Records of labeled points:
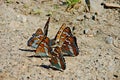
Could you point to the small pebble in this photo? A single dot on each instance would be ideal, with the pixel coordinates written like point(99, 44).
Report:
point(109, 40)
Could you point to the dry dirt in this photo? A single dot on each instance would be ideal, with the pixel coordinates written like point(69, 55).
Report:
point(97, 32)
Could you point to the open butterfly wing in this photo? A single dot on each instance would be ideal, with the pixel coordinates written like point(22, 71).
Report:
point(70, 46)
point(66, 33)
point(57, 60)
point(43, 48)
---
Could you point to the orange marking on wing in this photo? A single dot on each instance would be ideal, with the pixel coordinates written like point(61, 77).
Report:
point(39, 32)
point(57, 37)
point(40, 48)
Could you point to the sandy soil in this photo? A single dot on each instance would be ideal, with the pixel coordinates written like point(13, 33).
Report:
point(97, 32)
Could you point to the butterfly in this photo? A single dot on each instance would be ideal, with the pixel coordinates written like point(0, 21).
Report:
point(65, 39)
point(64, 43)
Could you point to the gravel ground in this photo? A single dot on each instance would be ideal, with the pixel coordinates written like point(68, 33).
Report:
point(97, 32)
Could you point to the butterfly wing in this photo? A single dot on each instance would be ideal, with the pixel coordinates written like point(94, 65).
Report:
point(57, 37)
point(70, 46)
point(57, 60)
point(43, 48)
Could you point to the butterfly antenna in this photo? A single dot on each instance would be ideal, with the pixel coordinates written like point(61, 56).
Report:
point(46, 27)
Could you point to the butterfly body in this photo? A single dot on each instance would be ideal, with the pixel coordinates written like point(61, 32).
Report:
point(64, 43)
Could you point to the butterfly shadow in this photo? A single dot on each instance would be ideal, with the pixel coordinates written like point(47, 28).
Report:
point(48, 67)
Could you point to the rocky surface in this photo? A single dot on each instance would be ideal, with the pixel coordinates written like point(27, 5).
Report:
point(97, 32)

WRITTEN TASK » Copy out the lines starting with the one containing "Could you point to the small" and going on through the one containing "point(109, 40)", keeping every character the same.

PROBLEM SOLUTION »
Could you point to the small pebble in this photo? A single dot on each instance would be ideal, with the pixel coordinates written like point(99, 44).
Report:
point(109, 40)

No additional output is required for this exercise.